## [Extrait du texte]
MARIN MARAIS Suitte d’un Gôut Etranger, Pièces de Viole IV Livre
Jordi Savall
17,99€
Ref: AVSA9851
- Jordi Savall
- Pierre Hantaï
- Philippe Pierlot
- Xavier Díaz-Latorre
- Rolf Lislevand
- Andrew Lawrence-King
- Pedro Estevan
C’est vers 1959 que je découvris l’existence du compositeur Marin Marais et de ses Pièces de Viole. J’avais 17 ans et j’étudiais le violoncelle depuis un peu plus de deux ans. Très curieux par nature, j’étais déjà à la recherche d’oeuvres inconnues, de musiques que plus personne ne jouait. J’ai trouvé à Barcelone, dans le « Magasin de Musique » appelé « Casa Beethoven » situé au numéro 97 des fameuses « Ramblas », une « Suite en ré mineur » qui me parut très intéressante, arrangée pour le violoncelle par Christian Döbereiner et publiée par Schott & Co. en 1933. Je me souviens que je fus tout de suite séduit par le caractère très original des différentes pièces qu’elle contenait : Prélude, Sarabande Grave, Paysanne, « Charivari », et plus spécialement par les Couplets des Folies d’Espagne. Ce qui me fascinait dans toutes ces musiques, que j’ai découvertes peu à peu et que j’ai par la suite assidûment fréquentées, – comme celles de François Couperin, Caix d’Hervelois, August Kühnel, Jan Schenk, Christopher Simpson, Diego Ortiz et bien sûr les trois sonates de J.S. Bach pour viole de gambe et clavecin –, c’était le goût si marqué d’un monde ancien et inconnu, et néanmoins très actuel parce que plein de vie, de poésie et d’imagination.
Quelques années plus tard, durant l’été 1965, un mois après avoir fini mes études de violoncelle, je suivis un stage de musique à Santiago de Compostela, où j’avais travaillé la musique de chambre baroque avec le claveciniste Rafael Puyana. Il me conseillait d’apprendre à jouer de la viole de gambe, le véritable instrument pour lequel ces musiques que je jouais au violoncelle, avaient été écrites. Durant le chemin vers Barcelone, je notai dans mon agenda : « chercher une viole de gambe ». A l’arrivée, une grande surprise m’attendait : M. Enric Gispert, directeur de l’Ensemble de musique ancienne « ARS MUSICÆ », souhaitait me parler. Il me proposa de me prêter une viole de gambe, si apprendre à jouer sérieusement de cet instrument m’intéressait. Il me demanda de collaborer avec sa formation, pour la préparation d’un ensemble de violes ainsi que pour les concerts et les enregistrements. Plus tard, je compris que c’était Montserrat Figueras, qui chantait dans cet ensemble et qui était aussi étudiante de violoncelle (au Conservatoire), qui avait attiré l’attention du directeur, M. Enric Gispert, sur un jeune violoncelliste qui jouait très bien Bach et le répertoire baroque. Ce fut une autre rencontre déterminante, qui constitua et constitue toujours une part essentielle et indissoluble de tout ce qui se réalise de créatif humainement et musicalement dans ma vie.

## [Consignes et exigences]
D'après l'extrait, répondez brièvement :
(a) En quelle année Schott & Co. a-t-il publié la « Suite en ré mineur » arrangée par Christian Döbereiner ?
(b) Avec quel claveciniste la musique de chambre baroque a-t-elle été travaillée à Santiago de Compostela ?
(c) Qui dirigeait l'Ensemble de musique ancienne « ARS MUSICÆ » ?

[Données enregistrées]

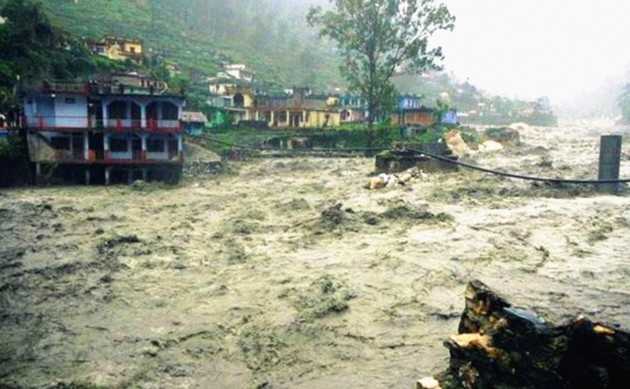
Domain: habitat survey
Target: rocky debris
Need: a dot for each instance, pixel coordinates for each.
(499, 345)
(391, 180)
(456, 143)
(404, 156)
(326, 296)
(202, 168)
(520, 127)
(428, 383)
(505, 135)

## [Réponse à l'exercice]
(a) En 1933.
(b) Avec Rafael Puyana.
(c) M. Enric Gispert.